Michael: Zeit is probably one of the unhappiest and darkest albums I’ve ever heard, yet there is something oddly enveloping and gripping about the music as it takes hold of you with icy fingers that refuse to let go.
Bruce: This is a lonely, austere universe aching for an atom of humanity to crush in a dark-matter embrace. A powerful and unique album that was unlike anything else (and still is). It is thrilling and unsettling to visit, but you wouldn’t want to live here.
Julian Cope: Aaaaaah… the harmony of Zeit is the greatest of any rock ‘n’ roll lullabies. Its soothing medicating soporific tones are an exquisite flying carpet that takes you ever so gently up into the Land of Hyper-nod. Music that hangs in Deep space. Songs the size of planets with titles the size of cities. 80 minutes of utter Kosmische beauty. [Krautrocksampler, p.132-3]
Personnel: Edgar Froese, Christopher Franke, Peter Baumann
The first contrast leaping out of the grooves of Tangerine Dream’s fourth album is the return of percussion. The title track announces itself with massive pounding tom-toms which herald the arrival of warriors and lumbering war-mammoths at Jupiter’s city-sized colosseum. Or so it seems. But things are rarely as they seem in this inter-planetary realm. A waterfall cascade of aluminium jets giving way to tortured organ begs for science-fiction imagery featuring reptilian soldiers who may just eat your brain. Then it all suddenly quietens down. It’s rather tranquil, in a blue-green misty sort of way. That the violence of the opening does not return is something of a relief, even though the synthesiser undulations become more urgent in the final few minutes.

-=-=-=-=-

- What to work on
A - Reproduce the part of the album reviews that runs from "Michael: Zeit is" up to and including "refuse to let go.".
B - According to the album reviews, who are the personnel?
C - Decide whether each statement agrees with the album reviews, and quote the words that settle it: (i) Julian Cope gives the length of Zeit as 80 minutes. (ii) In the account of Tangerine Dream's fourth album, the violence of the opening comes back later. (iii) Bruce calls the album unlike anything else.
The saved entries have no connection to the album reviews.

Saved entries:
-=-=-=-=-

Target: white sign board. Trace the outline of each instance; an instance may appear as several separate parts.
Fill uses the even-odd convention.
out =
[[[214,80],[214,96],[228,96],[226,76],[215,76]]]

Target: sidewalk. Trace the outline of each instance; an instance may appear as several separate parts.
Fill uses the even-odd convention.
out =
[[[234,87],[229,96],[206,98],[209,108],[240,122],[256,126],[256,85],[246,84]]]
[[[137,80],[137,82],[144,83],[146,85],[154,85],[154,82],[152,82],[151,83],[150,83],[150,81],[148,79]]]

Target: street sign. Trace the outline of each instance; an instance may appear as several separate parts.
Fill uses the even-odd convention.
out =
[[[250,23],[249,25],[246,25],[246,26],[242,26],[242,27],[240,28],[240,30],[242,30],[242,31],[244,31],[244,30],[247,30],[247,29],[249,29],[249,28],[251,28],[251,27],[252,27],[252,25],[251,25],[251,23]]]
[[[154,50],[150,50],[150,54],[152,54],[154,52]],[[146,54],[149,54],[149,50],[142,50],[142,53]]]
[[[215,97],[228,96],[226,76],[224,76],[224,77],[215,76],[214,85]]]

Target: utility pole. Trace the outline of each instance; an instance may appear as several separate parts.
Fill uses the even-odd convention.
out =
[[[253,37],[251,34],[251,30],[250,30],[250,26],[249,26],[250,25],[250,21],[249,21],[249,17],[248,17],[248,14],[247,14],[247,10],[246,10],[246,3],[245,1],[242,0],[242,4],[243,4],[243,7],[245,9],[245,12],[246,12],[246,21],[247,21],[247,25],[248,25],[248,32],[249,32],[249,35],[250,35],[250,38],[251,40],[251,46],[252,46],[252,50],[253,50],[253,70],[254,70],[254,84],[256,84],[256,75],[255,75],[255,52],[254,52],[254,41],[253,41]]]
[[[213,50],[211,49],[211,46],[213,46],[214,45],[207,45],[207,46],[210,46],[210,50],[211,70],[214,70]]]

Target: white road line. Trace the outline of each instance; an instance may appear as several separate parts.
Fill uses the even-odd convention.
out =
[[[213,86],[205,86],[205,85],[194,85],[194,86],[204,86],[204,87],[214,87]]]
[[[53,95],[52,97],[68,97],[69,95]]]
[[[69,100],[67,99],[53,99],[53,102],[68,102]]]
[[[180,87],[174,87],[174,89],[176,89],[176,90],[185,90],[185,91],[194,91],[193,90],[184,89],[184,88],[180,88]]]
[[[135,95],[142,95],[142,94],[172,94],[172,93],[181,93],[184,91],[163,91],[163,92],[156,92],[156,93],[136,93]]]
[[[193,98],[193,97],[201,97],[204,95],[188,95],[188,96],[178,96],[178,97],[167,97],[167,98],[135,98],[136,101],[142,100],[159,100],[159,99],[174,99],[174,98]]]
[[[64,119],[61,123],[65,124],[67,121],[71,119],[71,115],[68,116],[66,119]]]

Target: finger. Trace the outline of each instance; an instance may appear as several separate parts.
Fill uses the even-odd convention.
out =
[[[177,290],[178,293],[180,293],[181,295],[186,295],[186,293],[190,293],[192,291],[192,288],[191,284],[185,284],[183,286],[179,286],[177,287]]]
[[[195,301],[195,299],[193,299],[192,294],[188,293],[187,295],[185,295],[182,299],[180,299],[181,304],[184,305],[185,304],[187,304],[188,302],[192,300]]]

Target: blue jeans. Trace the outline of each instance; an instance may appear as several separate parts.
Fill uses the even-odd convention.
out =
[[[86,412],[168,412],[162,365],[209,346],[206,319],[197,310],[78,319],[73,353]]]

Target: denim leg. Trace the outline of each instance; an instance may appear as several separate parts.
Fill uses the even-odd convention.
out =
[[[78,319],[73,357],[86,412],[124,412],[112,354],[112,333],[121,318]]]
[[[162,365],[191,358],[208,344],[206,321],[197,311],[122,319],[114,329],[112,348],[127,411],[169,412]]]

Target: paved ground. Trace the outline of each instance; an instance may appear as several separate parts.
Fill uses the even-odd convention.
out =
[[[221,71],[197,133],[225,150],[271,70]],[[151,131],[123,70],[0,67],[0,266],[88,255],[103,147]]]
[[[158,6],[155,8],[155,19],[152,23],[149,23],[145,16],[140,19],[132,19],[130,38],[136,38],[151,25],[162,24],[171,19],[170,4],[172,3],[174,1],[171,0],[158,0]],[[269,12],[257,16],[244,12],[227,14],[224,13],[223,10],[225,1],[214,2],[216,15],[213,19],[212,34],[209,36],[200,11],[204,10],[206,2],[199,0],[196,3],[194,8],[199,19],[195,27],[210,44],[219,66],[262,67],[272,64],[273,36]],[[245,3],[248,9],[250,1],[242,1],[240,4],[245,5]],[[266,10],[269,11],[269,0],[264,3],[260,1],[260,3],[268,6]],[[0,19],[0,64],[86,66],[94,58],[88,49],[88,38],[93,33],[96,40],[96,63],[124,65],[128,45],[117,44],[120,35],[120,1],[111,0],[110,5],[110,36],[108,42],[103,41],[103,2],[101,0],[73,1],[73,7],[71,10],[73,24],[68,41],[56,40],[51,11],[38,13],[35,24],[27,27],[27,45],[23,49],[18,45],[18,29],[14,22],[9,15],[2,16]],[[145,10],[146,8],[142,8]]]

-=-=-=-=-

- Task-by-task results
A -
Michael: Zeit is probably one of the unhappiest and darkest albums I’ve ever heard, yet there is something oddly enveloping and gripping about the music as it takes hold of you with icy fingers that refuse to let go.

B - Edgar Froese, Christopher Franke, and Peter Baumann.

C -
(i) Yes: "80 minutes of utter Kosmische beauty."
(ii) No: "That the violence of the opening does not return is something of a relief"
(iii) Yes: "A powerful and unique album that was unlike anything else (and still is)."